Image boundary annotation data
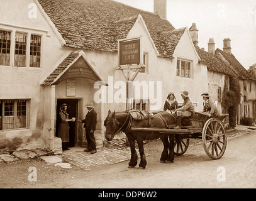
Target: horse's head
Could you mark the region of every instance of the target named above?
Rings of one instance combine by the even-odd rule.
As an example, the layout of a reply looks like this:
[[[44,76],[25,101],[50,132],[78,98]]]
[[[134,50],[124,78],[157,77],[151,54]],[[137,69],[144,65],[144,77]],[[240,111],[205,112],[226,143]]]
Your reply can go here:
[[[105,138],[108,141],[111,141],[119,127],[119,124],[116,119],[115,111],[111,113],[110,110],[108,111],[108,114],[104,122],[104,126],[106,126]]]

Task requirements -> Put the lines of all the records above into a numbered list, skipping blank lines and omitting the pictures.

Result for this exercise ->
1. Target: horse's head
2. Could you mark the region of every instance of the target named above?
3. Rings of one instance combine by the even-odd rule.
4. As an example, the layout of a reply looks like this:
5. [[[44,76],[25,101],[50,132],[78,98]]]
6. [[[134,50],[124,78],[157,77],[151,54]],[[137,69],[144,65],[144,77]],[[240,111],[205,112],[226,143]]]
7. Your reply can go here:
8. [[[105,138],[108,141],[111,141],[119,127],[119,124],[116,119],[115,111],[111,113],[110,110],[108,111],[108,114],[104,122],[104,126],[106,126]]]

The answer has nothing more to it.